**** INPUT

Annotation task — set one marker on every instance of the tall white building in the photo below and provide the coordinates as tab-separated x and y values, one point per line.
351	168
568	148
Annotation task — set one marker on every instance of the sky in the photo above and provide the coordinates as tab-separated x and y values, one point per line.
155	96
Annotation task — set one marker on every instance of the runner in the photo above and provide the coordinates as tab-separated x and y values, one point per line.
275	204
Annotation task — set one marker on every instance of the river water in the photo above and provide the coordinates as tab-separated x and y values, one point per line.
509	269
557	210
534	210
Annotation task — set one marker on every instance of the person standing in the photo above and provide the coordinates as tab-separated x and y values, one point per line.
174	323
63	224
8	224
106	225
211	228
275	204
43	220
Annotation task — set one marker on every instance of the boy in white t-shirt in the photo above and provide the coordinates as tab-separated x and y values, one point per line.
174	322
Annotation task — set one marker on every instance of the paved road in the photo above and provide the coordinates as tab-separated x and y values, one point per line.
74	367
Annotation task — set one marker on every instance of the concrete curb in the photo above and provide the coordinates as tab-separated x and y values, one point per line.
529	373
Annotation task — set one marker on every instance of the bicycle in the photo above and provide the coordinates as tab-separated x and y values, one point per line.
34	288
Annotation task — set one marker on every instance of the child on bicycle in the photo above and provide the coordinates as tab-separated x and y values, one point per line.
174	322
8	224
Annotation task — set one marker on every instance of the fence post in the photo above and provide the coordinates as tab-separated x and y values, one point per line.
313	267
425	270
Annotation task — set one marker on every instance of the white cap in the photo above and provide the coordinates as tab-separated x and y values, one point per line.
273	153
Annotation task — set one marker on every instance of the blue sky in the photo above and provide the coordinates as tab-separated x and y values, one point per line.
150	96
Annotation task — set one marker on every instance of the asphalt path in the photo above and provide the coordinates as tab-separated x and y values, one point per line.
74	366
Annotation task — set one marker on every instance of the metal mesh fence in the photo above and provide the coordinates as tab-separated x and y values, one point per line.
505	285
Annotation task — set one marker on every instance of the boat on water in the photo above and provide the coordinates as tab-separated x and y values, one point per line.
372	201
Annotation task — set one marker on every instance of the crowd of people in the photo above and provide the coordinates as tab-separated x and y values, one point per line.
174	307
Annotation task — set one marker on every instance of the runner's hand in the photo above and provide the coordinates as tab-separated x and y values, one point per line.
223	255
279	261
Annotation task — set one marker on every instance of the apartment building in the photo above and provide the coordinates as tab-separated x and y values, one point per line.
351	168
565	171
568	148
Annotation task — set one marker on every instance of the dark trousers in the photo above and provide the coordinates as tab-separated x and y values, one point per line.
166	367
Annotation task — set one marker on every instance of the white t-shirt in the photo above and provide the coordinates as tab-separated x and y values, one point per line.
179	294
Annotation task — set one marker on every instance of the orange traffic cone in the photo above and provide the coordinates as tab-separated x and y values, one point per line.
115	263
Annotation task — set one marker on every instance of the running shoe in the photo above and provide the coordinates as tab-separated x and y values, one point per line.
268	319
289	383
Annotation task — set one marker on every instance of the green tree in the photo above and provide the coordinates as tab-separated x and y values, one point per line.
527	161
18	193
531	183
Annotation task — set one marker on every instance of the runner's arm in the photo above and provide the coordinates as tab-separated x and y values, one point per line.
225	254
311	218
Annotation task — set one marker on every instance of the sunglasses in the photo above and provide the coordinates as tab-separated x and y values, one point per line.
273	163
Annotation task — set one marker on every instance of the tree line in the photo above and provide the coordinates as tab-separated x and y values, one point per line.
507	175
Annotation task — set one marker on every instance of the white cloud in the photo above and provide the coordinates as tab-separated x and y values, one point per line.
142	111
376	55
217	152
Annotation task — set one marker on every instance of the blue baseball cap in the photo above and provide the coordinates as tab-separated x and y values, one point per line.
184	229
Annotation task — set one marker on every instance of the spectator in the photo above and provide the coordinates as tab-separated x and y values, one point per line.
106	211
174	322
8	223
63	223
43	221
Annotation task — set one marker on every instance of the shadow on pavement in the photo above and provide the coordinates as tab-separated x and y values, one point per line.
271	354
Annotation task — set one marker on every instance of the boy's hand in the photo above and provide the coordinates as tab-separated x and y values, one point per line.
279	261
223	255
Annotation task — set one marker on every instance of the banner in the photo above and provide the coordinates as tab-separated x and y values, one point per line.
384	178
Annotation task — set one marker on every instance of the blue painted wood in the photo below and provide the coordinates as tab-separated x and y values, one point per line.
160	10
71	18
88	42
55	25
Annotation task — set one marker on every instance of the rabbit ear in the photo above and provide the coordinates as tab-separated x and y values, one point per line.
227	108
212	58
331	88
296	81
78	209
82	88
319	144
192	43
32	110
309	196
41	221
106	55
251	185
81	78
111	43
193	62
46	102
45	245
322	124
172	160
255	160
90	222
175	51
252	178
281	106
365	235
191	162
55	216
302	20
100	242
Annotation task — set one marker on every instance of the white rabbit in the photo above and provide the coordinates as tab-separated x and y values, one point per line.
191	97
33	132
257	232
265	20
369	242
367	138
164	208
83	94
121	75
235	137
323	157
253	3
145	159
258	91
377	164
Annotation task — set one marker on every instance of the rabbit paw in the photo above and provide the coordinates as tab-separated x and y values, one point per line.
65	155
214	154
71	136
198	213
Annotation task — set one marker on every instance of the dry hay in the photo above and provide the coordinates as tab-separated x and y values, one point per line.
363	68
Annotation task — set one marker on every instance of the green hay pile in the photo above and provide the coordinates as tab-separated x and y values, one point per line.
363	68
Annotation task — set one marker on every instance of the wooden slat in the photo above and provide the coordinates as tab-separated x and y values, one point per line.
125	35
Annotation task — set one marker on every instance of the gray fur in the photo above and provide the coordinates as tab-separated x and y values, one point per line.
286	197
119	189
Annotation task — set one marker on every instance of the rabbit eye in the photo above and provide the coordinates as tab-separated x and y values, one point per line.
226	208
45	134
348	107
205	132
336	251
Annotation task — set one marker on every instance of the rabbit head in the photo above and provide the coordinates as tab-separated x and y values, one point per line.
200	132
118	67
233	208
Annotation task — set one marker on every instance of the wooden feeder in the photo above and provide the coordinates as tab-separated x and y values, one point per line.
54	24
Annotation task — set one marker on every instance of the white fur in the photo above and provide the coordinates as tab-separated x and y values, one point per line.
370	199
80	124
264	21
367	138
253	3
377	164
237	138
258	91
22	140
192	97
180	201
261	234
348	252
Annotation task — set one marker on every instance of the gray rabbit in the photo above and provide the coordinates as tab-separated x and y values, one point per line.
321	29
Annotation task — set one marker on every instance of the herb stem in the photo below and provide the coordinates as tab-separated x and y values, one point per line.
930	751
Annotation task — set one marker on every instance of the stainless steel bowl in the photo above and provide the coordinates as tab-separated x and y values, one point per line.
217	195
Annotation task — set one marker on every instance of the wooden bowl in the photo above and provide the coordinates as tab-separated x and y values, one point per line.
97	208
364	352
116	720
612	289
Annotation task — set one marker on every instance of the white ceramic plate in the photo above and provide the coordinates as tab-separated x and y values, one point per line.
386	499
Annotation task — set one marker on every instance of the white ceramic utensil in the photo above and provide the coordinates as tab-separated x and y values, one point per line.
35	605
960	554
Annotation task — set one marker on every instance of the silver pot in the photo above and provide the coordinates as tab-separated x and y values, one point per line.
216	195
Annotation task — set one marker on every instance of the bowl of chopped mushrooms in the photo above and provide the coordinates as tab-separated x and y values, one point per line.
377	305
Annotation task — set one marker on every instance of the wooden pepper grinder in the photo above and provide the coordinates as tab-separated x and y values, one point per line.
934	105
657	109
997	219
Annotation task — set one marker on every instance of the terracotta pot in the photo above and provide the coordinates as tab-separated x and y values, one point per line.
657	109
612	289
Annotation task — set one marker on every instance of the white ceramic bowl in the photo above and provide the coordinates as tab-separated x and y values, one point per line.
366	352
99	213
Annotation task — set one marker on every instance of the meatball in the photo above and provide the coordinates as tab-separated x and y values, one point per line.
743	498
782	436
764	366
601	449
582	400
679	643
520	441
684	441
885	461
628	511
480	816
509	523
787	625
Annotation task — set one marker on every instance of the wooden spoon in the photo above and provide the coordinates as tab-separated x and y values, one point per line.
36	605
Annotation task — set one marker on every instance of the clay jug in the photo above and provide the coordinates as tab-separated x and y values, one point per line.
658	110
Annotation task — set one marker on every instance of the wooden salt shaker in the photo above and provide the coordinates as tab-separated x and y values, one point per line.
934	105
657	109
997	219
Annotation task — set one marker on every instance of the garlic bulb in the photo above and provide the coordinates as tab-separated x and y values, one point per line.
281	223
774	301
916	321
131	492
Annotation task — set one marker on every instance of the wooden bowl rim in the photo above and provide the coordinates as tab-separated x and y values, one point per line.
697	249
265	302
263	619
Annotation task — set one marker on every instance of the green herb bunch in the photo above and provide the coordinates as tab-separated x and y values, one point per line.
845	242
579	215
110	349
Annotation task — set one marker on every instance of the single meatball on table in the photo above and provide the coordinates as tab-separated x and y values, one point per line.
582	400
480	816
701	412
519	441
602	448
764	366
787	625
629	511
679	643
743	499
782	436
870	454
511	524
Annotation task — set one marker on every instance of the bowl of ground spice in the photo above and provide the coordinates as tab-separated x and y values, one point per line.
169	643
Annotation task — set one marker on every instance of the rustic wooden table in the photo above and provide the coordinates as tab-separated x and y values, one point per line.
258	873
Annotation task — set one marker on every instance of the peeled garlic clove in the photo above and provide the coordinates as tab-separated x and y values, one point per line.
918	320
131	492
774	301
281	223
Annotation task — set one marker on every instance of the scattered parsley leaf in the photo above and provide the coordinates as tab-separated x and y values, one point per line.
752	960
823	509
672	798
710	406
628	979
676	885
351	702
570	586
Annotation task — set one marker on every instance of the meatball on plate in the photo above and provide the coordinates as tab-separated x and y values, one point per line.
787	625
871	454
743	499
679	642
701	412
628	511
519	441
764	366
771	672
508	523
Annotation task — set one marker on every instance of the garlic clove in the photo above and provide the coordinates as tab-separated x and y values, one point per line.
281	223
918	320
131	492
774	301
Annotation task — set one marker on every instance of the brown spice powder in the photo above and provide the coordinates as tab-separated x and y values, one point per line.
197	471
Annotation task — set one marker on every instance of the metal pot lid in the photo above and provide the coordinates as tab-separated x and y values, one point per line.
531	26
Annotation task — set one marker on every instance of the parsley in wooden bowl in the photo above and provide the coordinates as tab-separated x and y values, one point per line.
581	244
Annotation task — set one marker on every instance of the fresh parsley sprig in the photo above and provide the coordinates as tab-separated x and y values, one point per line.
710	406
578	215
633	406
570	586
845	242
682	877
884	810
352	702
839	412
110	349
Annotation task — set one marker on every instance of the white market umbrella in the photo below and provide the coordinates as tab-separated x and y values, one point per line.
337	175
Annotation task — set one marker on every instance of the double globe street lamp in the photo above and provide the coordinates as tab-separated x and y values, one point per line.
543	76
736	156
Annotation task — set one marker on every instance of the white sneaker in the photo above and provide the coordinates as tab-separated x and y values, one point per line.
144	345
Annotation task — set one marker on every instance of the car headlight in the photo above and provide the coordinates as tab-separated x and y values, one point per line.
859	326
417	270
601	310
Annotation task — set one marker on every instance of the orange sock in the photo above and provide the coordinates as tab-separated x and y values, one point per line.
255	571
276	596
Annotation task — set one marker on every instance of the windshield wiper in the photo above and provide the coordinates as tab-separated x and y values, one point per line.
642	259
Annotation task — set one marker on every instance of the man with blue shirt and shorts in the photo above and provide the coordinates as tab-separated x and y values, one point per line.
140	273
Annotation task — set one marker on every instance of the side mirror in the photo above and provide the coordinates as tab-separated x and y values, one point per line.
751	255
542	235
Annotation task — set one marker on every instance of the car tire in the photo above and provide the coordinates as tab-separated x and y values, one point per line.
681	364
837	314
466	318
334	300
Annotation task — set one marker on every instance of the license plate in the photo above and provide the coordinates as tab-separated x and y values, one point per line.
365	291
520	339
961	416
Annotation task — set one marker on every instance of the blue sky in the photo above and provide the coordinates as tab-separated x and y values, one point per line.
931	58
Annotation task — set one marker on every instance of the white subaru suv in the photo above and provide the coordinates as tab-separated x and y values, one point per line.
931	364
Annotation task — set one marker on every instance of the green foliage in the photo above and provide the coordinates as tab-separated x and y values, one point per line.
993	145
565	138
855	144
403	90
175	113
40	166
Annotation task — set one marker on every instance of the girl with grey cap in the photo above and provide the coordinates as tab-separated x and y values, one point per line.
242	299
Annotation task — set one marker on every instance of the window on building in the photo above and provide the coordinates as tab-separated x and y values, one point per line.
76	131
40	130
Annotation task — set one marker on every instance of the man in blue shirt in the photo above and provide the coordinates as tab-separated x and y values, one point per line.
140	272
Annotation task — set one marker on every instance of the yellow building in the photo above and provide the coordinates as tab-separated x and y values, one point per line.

********

WHAT IS BEING ASKED: Take the line holding "the white subaru" and all lines after it through the end of the data, and set them down exactly.

CORRECT ANSWER:
Annotation task — set one marker on every instance of the white subaru suv in the photo above and provide the coordinates as tab-separated x and y values, one point per line.
931	364
Annotation task — set one marker on every instance of the green foliage in the photo above and provide the coordinates as tab-separated x and y values, one point per line.
993	145
565	138
855	144
403	90
175	113
40	166
Annotation task — set one marker on every instance of the girl with grey cap in the photo above and provide the coordinates as tab-separated x and y values, one point per line.
242	299
Annotation task — set one marker on every instance of the window on building in the photo above and provide the coordinates as tab-separated x and y values, one point per line.
76	131
40	130
Annotation task — set one marker on every instance of the man in blue shirt in the photo above and provide the coordinates as tab-separated x and y values, one point per line.
140	272
Annotation task — set one marker on every instance of the yellow building in the photo above and provide the coordinates as tab-separated x and y values, one point per line.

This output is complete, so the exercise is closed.